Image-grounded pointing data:

· · ·

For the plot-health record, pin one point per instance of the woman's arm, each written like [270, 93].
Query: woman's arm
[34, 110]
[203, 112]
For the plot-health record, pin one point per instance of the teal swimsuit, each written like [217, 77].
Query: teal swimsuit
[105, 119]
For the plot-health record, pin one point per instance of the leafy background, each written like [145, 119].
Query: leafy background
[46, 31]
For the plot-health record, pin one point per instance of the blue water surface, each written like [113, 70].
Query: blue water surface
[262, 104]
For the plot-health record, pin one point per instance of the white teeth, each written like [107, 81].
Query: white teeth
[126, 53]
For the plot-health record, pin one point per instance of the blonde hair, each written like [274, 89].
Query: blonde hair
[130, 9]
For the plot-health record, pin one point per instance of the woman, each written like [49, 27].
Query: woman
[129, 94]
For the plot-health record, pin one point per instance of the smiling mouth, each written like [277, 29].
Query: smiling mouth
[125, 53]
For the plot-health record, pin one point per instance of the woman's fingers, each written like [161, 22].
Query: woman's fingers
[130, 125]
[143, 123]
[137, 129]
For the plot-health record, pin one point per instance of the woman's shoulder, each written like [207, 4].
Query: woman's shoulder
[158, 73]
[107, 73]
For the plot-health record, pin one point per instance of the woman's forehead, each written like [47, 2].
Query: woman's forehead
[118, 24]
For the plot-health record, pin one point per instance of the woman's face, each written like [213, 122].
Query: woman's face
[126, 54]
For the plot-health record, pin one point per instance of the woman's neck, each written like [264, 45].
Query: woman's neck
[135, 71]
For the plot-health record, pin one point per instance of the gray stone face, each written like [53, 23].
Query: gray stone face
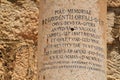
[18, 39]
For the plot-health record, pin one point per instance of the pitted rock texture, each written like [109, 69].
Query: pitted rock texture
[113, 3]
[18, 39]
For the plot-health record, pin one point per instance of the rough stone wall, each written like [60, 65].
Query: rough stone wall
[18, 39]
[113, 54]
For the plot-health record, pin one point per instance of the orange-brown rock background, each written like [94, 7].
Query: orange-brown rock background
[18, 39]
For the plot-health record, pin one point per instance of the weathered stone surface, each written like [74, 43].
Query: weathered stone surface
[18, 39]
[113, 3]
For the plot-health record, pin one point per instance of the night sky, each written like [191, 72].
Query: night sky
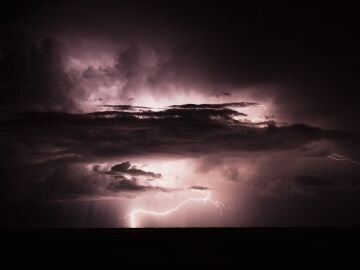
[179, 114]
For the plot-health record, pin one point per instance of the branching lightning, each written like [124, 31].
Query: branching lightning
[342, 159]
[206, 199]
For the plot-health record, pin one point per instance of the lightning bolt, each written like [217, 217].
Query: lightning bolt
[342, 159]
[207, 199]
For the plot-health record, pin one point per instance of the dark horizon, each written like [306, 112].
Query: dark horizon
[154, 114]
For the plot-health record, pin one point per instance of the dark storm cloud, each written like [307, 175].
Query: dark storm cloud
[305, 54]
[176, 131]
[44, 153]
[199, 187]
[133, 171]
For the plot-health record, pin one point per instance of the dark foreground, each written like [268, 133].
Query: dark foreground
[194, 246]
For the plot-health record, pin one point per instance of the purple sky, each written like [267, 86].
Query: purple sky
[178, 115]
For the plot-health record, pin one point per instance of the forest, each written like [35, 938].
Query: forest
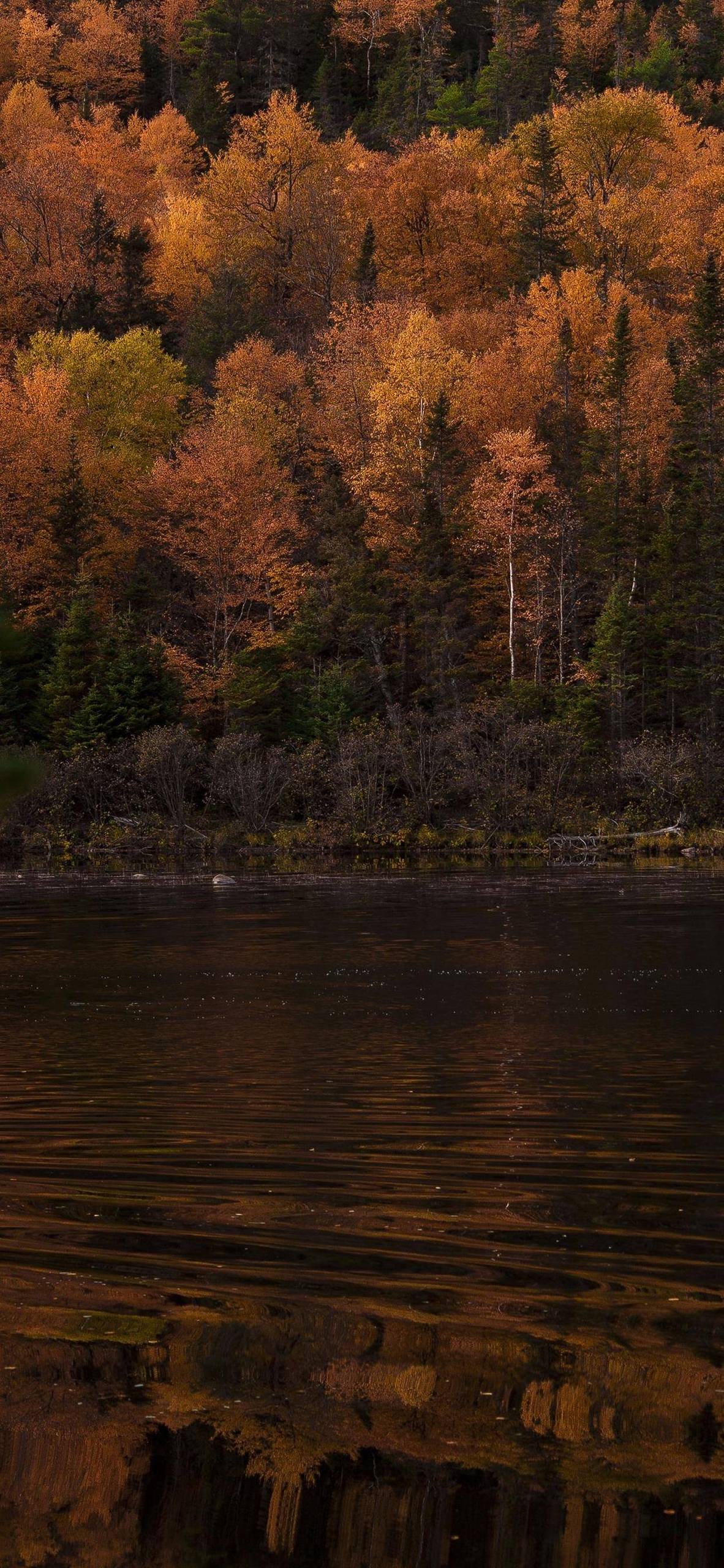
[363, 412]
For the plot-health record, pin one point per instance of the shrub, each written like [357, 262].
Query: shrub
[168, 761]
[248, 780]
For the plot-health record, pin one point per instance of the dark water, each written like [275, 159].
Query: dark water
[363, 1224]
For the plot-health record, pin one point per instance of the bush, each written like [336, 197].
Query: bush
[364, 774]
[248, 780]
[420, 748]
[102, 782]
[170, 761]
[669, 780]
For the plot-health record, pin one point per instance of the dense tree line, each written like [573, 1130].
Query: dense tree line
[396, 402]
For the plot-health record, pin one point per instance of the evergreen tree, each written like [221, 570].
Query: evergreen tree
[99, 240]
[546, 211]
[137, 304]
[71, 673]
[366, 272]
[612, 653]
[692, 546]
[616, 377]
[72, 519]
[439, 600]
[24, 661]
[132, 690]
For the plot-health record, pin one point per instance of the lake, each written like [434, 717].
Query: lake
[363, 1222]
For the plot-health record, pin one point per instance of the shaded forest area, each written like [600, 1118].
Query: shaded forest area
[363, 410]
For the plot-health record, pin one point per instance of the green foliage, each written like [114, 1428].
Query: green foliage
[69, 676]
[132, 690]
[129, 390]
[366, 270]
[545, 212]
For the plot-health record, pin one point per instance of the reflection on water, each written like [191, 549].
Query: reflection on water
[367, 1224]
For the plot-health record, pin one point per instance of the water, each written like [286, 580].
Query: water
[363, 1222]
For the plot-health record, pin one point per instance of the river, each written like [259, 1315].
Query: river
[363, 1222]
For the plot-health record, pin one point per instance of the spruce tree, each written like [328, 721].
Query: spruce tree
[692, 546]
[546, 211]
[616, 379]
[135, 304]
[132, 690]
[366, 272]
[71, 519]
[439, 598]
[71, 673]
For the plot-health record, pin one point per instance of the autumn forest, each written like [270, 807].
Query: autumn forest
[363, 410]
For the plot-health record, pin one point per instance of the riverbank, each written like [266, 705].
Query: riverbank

· · ·

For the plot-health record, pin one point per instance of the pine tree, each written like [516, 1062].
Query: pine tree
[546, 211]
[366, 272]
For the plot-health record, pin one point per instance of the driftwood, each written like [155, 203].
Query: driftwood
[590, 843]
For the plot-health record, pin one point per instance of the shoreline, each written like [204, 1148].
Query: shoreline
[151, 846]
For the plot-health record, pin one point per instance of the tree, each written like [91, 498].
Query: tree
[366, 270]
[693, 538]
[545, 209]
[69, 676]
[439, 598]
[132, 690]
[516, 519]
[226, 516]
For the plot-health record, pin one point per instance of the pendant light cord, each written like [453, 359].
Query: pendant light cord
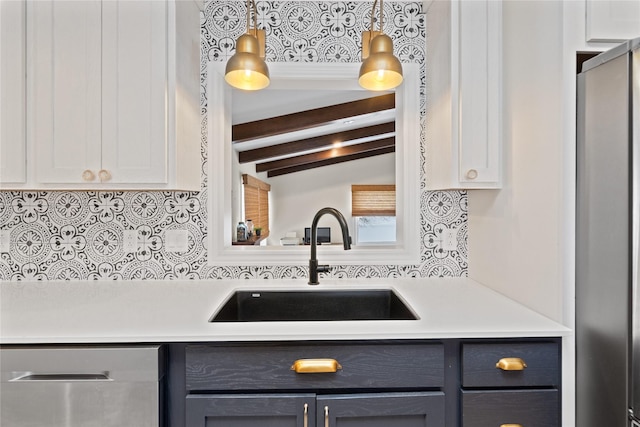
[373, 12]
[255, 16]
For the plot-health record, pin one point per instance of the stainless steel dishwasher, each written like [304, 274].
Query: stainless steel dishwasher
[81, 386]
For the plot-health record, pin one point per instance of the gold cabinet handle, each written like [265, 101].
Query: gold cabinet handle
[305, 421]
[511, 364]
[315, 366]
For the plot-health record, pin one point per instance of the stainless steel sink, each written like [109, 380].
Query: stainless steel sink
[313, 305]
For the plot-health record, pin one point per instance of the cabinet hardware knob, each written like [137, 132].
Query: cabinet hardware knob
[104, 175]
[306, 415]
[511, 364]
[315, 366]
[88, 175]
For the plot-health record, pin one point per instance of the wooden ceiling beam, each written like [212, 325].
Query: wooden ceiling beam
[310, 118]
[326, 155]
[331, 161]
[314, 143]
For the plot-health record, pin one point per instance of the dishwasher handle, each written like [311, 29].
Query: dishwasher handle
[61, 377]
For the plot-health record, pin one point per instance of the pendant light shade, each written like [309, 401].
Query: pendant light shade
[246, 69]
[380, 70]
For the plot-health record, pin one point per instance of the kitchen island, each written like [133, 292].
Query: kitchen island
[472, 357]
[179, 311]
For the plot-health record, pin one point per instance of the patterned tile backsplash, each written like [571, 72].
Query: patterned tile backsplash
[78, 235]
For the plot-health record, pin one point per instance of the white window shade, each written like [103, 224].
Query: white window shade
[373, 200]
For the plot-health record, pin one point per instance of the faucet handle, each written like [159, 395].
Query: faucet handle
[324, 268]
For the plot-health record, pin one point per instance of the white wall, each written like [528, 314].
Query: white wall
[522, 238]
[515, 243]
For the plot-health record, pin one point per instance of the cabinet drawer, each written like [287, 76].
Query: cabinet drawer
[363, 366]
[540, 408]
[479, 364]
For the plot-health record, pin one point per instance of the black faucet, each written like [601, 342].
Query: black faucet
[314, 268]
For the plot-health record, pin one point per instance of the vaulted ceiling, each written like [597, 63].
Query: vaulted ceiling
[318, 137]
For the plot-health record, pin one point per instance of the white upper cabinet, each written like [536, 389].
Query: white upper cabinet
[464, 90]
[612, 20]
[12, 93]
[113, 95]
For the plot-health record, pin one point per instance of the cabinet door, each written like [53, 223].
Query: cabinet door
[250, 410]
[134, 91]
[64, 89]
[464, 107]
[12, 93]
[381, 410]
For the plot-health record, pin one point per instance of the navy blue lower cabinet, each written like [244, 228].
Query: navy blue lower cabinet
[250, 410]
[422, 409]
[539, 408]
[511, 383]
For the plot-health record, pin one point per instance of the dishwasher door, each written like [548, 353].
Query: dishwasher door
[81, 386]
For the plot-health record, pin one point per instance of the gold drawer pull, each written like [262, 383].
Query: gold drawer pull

· · ·

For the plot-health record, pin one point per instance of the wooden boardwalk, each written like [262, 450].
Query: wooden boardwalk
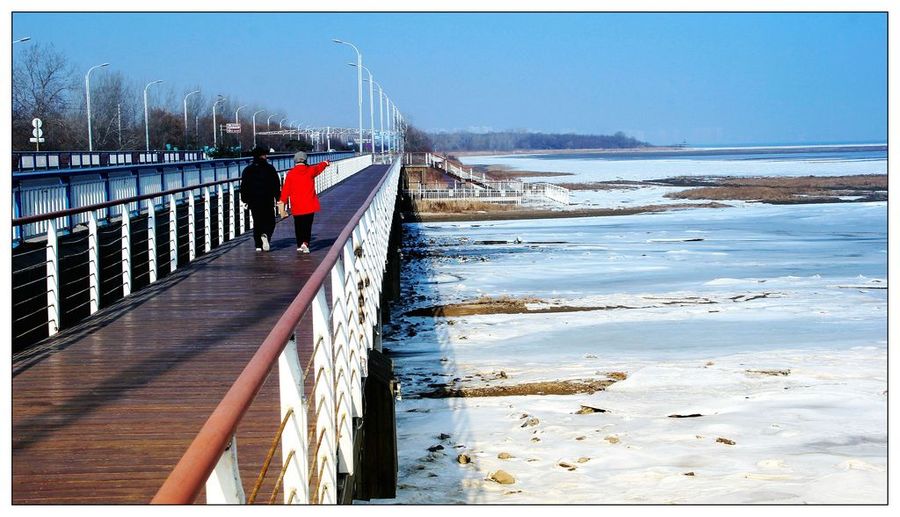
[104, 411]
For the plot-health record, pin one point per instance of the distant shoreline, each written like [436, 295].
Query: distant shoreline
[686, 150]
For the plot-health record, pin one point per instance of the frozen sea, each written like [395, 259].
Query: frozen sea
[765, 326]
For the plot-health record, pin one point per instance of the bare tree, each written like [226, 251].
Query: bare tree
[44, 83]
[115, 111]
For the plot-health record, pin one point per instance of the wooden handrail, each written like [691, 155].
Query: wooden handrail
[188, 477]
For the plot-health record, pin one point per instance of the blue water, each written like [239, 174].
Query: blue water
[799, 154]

· · ·

→ **Action item**
Match on "riverbank" and copy out every line of the entries that contains it.

→ **Answer**
For the plot-health record, pin one point per instance of the riverbank, each written like [266, 705].
Query: riverbank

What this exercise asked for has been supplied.